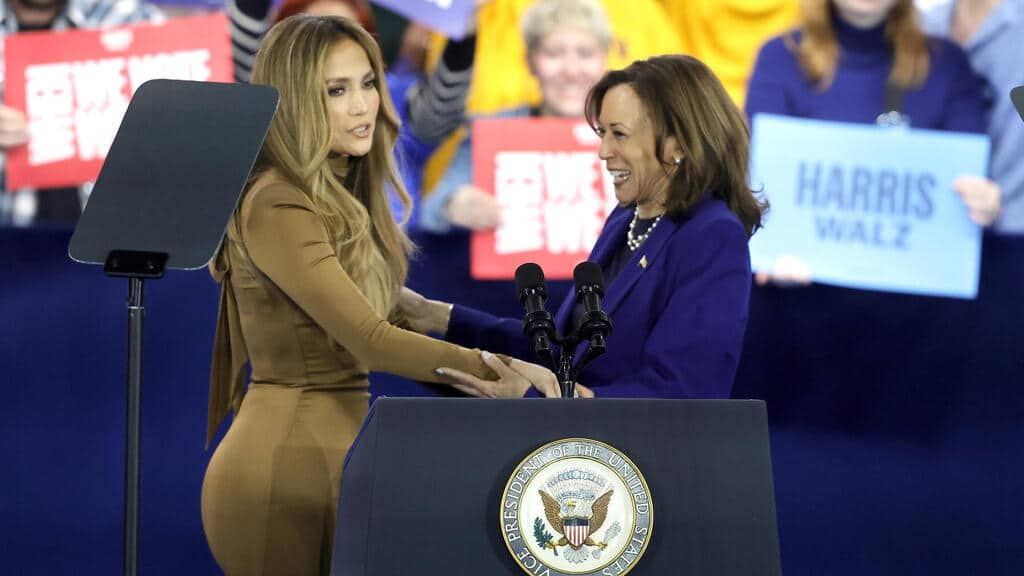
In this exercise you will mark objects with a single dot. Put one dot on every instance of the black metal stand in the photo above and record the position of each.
(135, 266)
(168, 187)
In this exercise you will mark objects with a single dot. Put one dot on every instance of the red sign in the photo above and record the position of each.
(553, 191)
(74, 87)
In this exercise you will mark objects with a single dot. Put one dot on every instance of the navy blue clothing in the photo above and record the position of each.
(950, 98)
(679, 310)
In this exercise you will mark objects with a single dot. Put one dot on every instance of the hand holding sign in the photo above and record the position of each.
(982, 198)
(13, 128)
(474, 208)
(869, 207)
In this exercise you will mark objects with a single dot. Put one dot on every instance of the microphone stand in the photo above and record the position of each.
(564, 372)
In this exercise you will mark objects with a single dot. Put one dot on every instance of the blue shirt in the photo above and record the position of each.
(948, 99)
(995, 54)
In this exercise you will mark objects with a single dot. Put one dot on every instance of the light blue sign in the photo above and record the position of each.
(451, 17)
(867, 207)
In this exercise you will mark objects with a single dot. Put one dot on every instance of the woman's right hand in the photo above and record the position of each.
(513, 380)
(510, 382)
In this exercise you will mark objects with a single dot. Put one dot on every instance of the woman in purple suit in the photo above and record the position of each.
(674, 254)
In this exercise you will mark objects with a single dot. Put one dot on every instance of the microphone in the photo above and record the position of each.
(538, 325)
(595, 324)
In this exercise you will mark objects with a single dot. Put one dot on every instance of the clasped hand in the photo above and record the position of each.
(514, 379)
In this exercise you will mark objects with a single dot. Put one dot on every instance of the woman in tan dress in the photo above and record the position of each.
(310, 271)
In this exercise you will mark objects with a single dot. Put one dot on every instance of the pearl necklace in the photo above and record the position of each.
(634, 242)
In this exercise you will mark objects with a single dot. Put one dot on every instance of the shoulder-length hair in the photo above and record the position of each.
(685, 100)
(817, 48)
(354, 205)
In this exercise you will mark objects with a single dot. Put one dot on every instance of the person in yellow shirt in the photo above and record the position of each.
(501, 77)
(727, 34)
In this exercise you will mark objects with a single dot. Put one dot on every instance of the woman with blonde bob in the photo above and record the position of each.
(310, 270)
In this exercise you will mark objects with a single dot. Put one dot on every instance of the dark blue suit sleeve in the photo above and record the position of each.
(965, 106)
(693, 348)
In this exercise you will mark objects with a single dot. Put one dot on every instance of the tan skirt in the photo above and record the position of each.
(270, 491)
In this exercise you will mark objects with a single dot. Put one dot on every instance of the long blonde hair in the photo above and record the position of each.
(354, 207)
(817, 50)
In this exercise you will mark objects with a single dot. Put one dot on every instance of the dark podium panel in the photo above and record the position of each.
(423, 484)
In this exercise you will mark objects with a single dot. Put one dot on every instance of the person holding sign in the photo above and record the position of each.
(674, 253)
(989, 33)
(870, 63)
(567, 44)
(310, 271)
(53, 206)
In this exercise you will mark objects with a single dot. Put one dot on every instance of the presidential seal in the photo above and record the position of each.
(577, 506)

* _Task brief_:
The records above are to be quoted exactly, with all pictures left out.

* _Solution_:
In this exercise you will mark objects with a single dot. Put one dot on every instance of the black metal stand in the photo above and record the position of each.
(135, 266)
(168, 187)
In this exercise you will mark objects with a single dot. Put one dot on every instance of the red sign in the photo above and record the position of each.
(553, 191)
(74, 87)
In this exercise you will mark objects with a single dot. Put one dot on every instance of the navy blue clothing in the photo above and record the position of each.
(950, 98)
(679, 310)
In this exercise you will mark objects with a single dot. Put one dot on every instance of the hand holding sign in the photo above and record the position of each.
(982, 198)
(13, 128)
(474, 208)
(869, 207)
In this exercise you will mark objects with a single dot. Put one dot on every instance of the microphone stand in the photo above and record the position of each.
(564, 372)
In this exercise you will mark objects with a single dot. Put one dot on every instance of the blue shirt in the photo above and record the position of each.
(948, 99)
(995, 54)
In this exercise you will mark objects with a single dot. Put one dot on every instance of the light blue sign in the photo above and record the position of each.
(451, 17)
(867, 207)
In this exercise you will mark objects with a single dot. Put one dot on every instance of the woman's right hand in the photo above and record the position of each.
(513, 380)
(510, 382)
In this exercise you will mark objects with a single dot. Put one dot on every instance of the woman in purple suit in the photo above and record the position of each.
(674, 254)
In this exercise you will mark objects with a single dot. Put one dot on every instance of the microphone in the photo above and record the position of each.
(538, 325)
(595, 324)
In this exercise you will mark objects with a single dot. Put one dot on every instance of the clasped hand in the photo above and record the position of each.
(514, 379)
In this exercise you will mark objects with a single dot. Put one dot on every instance of the woman in tan dress in the photo above and record the position of each.
(310, 271)
In this exercise you will mark objects with a single dot. Put one dot on every instance of the pearl necklace in the photo above and record the position of each.
(634, 242)
In this exercise you will mark objects with a single dot. Put one dot on every instance of the shoulder-length hair in the photo above and record the position of each.
(685, 100)
(817, 48)
(354, 205)
In this exercise you will mark objects with a single dot. Put one dot on every instance of the person in yellow shirt in the photo above and record the position of each.
(501, 77)
(727, 34)
In this exercise you will mark objects with a single dot. Put one dot on every instance of the woman with blonde bob in the photo above and record the position of each.
(310, 270)
In this exercise you will mark objects with a single dot. Put one dot on every instance of the dark blue suit sleeve in the photo above and record the position of each.
(965, 106)
(693, 348)
In this exercise you will mark objects with a single dot. Put one dot on every instance of the tan skirt in the photo above and record the position of each.
(270, 491)
In this exercise you will mark objects with a single dot. Put one dot on every instance of the long blonde hair in the photo above and record the position of each.
(354, 207)
(817, 50)
In this exercise you will mark objects with a single dot. Put one dot on every instance of the dark podium panel in the photo above and record the position of each.
(423, 484)
In this exercise you will mark objects with a single dot. Put one dot on every instance of the person holding sign in the photo above and record the position of each.
(674, 253)
(989, 33)
(870, 63)
(567, 44)
(310, 271)
(53, 206)
In this exercise you will mark objects with a single dot. Put one dot on every instance of the presidential seal in the photo above and record the position of each.
(577, 506)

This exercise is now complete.